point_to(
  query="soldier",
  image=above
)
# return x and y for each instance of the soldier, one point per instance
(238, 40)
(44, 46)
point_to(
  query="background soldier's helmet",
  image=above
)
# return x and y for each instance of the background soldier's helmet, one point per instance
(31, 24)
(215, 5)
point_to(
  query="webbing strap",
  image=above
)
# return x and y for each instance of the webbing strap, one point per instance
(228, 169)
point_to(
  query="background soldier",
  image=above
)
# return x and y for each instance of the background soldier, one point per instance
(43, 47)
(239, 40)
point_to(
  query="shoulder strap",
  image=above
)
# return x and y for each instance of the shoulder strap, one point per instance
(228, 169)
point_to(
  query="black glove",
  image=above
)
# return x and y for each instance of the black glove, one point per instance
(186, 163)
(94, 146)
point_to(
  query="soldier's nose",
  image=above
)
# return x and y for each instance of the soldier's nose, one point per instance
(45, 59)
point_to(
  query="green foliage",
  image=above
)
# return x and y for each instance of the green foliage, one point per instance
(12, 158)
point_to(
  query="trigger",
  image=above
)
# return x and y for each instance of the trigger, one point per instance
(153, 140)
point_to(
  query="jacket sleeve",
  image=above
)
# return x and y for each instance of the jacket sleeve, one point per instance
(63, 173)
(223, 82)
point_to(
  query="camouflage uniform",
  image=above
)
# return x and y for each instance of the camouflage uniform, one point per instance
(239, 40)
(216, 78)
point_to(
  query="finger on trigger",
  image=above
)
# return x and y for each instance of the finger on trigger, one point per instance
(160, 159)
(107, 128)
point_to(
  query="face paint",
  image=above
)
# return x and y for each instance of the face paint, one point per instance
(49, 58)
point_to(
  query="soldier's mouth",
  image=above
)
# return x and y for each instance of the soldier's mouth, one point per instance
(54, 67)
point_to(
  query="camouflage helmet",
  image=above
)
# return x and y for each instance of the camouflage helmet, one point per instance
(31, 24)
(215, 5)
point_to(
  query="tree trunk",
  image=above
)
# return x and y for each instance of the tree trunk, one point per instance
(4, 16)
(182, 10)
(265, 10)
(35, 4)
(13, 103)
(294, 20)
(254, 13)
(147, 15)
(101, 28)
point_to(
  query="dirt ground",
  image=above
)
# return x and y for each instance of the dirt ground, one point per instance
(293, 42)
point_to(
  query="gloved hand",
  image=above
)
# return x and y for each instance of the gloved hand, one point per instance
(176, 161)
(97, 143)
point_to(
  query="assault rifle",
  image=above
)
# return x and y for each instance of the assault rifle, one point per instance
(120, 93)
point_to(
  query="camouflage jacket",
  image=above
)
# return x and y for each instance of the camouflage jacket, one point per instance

Your task: Repeat the listing above without any change.

Full answer:
point_to(
  query="soldier",
  image=above
)
# return x and y for each instance of the soldier, one point per instance
(238, 40)
(44, 46)
point_to(
  query="background soldier's helmet",
  image=above
)
# return x and y for each instance of the background soldier's helmet, one point per instance
(31, 24)
(215, 5)
point_to(
  query="webbing strap",
  image=above
)
# return x and y for each instance of the webbing strap, one point per instance
(228, 169)
point_to(
  query="background soldier",
  image=above
)
# return x and y for each instance of the background soldier, one point per instance
(43, 47)
(239, 40)
point_to(
  query="shoulder strap",
  image=above
)
# return x and y for each instance of the shoulder strap, one point per instance
(228, 169)
point_to(
  query="black glove",
  image=above
)
# return x and y for each instance of the black glove, one point per instance
(186, 163)
(94, 146)
point_to(
  query="soldier's nose",
  image=above
)
# return x and y for each instance of the soldier's nose, one point per instance
(45, 59)
point_to(
  query="green foliage",
  image=above
)
# return x and y for each instance of the green foliage, one point per instance
(12, 158)
point_to(
  query="trigger",
  image=above
)
# return x and y for each instance of the trigger, one point per instance
(153, 140)
point_to(
  query="jacket sleeve",
  image=above
)
# return x and y for each instance of the jacket sleeve, one point per instance
(63, 173)
(223, 82)
point_to(
  query="camouflage uniform",
  image=above
)
# return x and y for each instance of the camouflage uniform, one point per instance
(239, 40)
(216, 78)
point_to(
  query="finger on trigger",
  image=above
)
# return x and y for each instance of the finger on trigger, one point per instance
(160, 159)
(107, 128)
point_to(
  query="face paint",
  image=above
)
# return x and y for each instance of the face paint, one point per instance
(49, 58)
point_to(
  query="soldier's mouth",
  image=above
)
# return x and y for each instance of the soldier's mouth, one point per instance
(54, 67)
point_to(
  query="camouflage helmet",
  image=above
)
# return x and y for each instance of the camouflage helmet, one point per instance
(31, 24)
(215, 5)
point_to(
  query="tree trunk",
  image=above
)
# return x and y for each instance of the tree trunk, one point per instance
(4, 16)
(182, 10)
(265, 10)
(35, 4)
(13, 103)
(294, 20)
(254, 13)
(147, 15)
(101, 28)
point_to(
  query="dirt ground",
  image=above
)
# return x and y for each instance of the dirt ground, one point per instance
(293, 42)
point_to(
  query="gloved hand",
  image=above
)
# return x and y for each instance of the gloved hand, one point per instance
(176, 161)
(97, 143)
point_to(
  query="assault rifle",
  image=above
)
# return x and y for each instance of the assault rifle, one point per instance
(120, 93)
point_to(
  query="camouflage jacket",
  image=above
)
# return x and y for each instance of the camouflage jacket, one point per instance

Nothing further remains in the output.